> _EXERCISE DIRECTIONS_: Exactly as they appear, transcribe the entries and skip any pictures.

[[ STORED DATA open ]]

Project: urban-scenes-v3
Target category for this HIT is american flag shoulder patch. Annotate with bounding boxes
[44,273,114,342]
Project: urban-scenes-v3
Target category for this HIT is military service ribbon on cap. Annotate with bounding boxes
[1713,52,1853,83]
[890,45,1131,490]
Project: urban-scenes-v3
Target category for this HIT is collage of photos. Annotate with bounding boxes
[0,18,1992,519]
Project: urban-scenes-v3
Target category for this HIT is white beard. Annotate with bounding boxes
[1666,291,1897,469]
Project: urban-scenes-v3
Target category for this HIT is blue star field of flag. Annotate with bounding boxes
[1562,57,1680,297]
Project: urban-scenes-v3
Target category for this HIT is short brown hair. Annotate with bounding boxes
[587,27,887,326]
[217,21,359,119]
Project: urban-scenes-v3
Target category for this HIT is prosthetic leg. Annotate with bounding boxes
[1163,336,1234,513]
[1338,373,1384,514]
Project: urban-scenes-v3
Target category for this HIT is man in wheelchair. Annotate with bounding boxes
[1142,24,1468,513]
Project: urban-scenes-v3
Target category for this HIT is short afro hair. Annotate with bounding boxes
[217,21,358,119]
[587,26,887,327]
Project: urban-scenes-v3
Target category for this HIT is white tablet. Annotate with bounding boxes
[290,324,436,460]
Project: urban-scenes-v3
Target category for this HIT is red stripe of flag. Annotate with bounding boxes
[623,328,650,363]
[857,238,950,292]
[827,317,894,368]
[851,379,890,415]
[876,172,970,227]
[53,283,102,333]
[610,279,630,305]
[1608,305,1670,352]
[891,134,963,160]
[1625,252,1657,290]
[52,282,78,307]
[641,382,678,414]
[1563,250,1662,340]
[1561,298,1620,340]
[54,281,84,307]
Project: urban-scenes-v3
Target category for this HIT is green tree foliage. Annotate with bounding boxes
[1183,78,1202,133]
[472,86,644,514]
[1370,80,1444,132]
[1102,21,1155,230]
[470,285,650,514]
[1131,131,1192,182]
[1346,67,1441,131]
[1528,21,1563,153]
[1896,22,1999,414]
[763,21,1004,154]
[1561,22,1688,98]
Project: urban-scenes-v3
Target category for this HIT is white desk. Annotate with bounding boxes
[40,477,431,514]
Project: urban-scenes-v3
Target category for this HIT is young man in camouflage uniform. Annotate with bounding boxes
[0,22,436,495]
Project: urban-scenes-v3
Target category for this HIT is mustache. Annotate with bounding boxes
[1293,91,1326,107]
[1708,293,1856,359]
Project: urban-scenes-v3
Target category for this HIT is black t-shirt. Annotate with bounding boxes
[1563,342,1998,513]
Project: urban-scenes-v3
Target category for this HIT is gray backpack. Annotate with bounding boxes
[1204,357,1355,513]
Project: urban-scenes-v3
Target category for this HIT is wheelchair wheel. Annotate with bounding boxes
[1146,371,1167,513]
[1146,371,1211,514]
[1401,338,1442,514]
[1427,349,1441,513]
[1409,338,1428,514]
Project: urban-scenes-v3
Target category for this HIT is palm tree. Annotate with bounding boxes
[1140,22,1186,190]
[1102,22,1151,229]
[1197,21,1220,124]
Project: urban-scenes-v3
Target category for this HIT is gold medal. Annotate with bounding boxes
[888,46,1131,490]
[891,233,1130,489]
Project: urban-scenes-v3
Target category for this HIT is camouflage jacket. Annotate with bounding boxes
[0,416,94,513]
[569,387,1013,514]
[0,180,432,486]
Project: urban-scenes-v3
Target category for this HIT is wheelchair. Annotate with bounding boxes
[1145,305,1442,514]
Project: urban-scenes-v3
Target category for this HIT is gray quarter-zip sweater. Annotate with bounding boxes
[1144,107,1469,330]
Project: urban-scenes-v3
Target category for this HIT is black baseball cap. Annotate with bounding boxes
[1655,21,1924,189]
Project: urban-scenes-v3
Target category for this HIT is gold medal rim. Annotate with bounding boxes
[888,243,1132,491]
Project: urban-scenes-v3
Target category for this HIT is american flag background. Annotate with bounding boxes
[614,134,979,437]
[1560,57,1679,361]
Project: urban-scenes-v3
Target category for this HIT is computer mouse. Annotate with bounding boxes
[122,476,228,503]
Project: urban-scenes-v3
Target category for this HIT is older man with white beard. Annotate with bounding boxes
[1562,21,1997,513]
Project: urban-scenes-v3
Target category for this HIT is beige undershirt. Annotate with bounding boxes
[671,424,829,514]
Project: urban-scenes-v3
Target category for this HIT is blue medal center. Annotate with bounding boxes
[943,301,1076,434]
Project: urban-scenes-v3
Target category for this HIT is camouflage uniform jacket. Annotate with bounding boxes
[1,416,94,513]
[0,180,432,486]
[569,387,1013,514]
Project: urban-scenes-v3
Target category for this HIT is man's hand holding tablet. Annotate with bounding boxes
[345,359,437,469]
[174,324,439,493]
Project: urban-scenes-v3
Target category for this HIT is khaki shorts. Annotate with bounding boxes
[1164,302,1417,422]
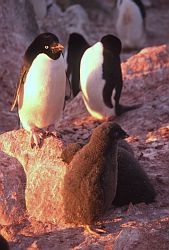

[[ STORED DATA closed ]]

> _EXERCISE OUTPUT_:
Project: urban-scenes-v3
Target category for this HIT is american flag shoulder patch. Annotate with bounding boxes
[44,273,114,342]
Project: urban-scenes-v3
Target category for this HIT is military service ribbon on cap. Annotate with bounding boxes
[1713,52,1853,83]
[890,45,1131,490]
Project: urban-scenes-v3
Target category for this HIT is collage of photos. Annotate with bounding boxes
[0,18,1992,519]
Project: urban-scenes-v3
Target category for this HIT is white beard. Annotate with bounding boxes
[1666,291,1897,469]
Project: urban-scenes-v3
Target category for this HIT is blue star field of flag. Annotate with bounding boxes
[1562,57,1680,297]
Project: urban-scenes-v3
Target category for this HIT is short brown hair. Annotate with bounding boxes
[587,27,887,326]
[217,21,359,119]
Project: urban-scenes-v3
Target category for this HIT is prosthetic leg. Annotate with bounding boxes
[1163,336,1234,513]
[1338,373,1384,514]
Project: urban-scenes-v3
Target category for this HIT is man in wheelchair. Annotate with bounding boxes
[1142,24,1468,513]
Project: urban-scenes-v3
Target category for this HIT is short afro hair. Annotate with bounding boxes
[217,21,358,119]
[587,26,887,327]
Project: urban-scenes-v3
Target category for this HIT is white tablet. Annotate with bounding boxes
[290,324,436,460]
Project: urban-scenes-v3
Target category for this HIT is red stripe of flag. Annotate with bounding boxes
[623,328,650,363]
[857,238,950,292]
[827,317,894,368]
[851,379,890,415]
[876,172,970,227]
[53,283,102,333]
[610,279,630,305]
[1608,305,1670,352]
[891,134,963,160]
[1625,252,1657,290]
[52,282,78,307]
[641,382,678,414]
[1563,250,1662,340]
[1561,298,1620,340]
[54,281,84,307]
Project: urban-scenes-v3
Target category for this HIT is green tree foliage. Annotate with bounding boxes
[1183,78,1202,133]
[472,86,644,514]
[1370,80,1444,132]
[1102,21,1155,230]
[470,285,650,514]
[1131,131,1192,182]
[1346,67,1441,131]
[1528,21,1563,153]
[1896,22,1999,414]
[763,21,1004,154]
[1561,22,1688,98]
Project: urban-scenes-v3
Target category for this HIT is white desk. Annotate with bounding boxes
[40,477,431,514]
Project: urban-scenes-v3
Target category for this HIT is young man in camouflage uniform. Annotate with bounding boxes
[0,22,436,495]
Project: urban-scenes-v3
Target category for this HIT is mustache. Annotate with bounding boxes
[1293,91,1326,107]
[1708,293,1856,359]
Project: urban-scenes-v3
Target category for this HIT is black t-shirt. Annotate with bounding boxes
[1563,342,1998,513]
Project: urban-scenes-v3
Target category for this HIT is gray backpack. Annotate with bounding boxes
[1204,357,1355,513]
Project: urban-scenes-v3
Target category for this HIT is wheelchair wheel. Annotate with bounding boxes
[1146,371,1167,513]
[1146,371,1211,514]
[1401,338,1442,514]
[1427,349,1441,513]
[1409,338,1428,514]
Project: urban-scenes-v3
Target category for this HIT is palm tree. Annotate with bounding boxes
[1140,22,1186,190]
[1102,22,1151,229]
[1197,21,1220,124]
Project: urban-scenes-v3
Target category for this HIT is gold medal. Annotate with bounding boxes
[888,46,1131,490]
[891,233,1130,489]
Project: urban-scenes-v3
Target category for this HIT is camouflage jacket. Annotate with bounding boxes
[0,416,94,513]
[569,387,1013,514]
[0,180,432,486]
Project: urban-scenes-v3
Target category for this HIT is wheelchair. Annotate with bounding boxes
[1145,305,1442,514]
Project: urban-scenes-v3
Target category for this HIT is gray quarter-zip sweater. Annotate with bounding boxes
[1144,107,1469,330]
Project: urban-scenes-v3
Target category for this HIT is black baseball cap. Annotate with bounding boxes
[1655,21,1924,189]
Project: urban-scenes-v3
Target category for this HIT is gold medal rim. Annotate with bounding boxes
[888,243,1132,491]
Project: urban-scenes-v3
Target category for this HIT is american flag background. Annotate with bounding boxes
[614,134,979,437]
[1560,57,1679,361]
Project: urban-scenes-v3
Target category for this HIT is computer mouse. Annotate with bounding boxes
[122,476,228,503]
Project: urban-scenes-v3
Target category for this HIT is older man with white beard. Annotate with bounding boxes
[1562,21,1997,513]
Project: urban-scenes-v3
Target category for this HIT is beige undershirt. Annotate with bounding boxes
[671,424,829,514]
Project: urban-scenes-v3
Target category for this HIT is blue medal center. Annotate with bounding boxes
[943,301,1076,434]
Project: urban-scenes-v3
Target category for this HIT is camouflage uniform jacket. Annotate with bounding boxes
[1,416,94,513]
[0,180,432,486]
[569,387,1013,514]
Project: urban-scenes-v3
Target category for this HIT is man's hand holding tablet. Annotate with bounding boxes
[345,359,437,469]
[174,324,439,493]
Project: urban-scenes-v3
Target category for this HIT is khaki shorts. Annotate with bounding boxes
[1164,302,1417,422]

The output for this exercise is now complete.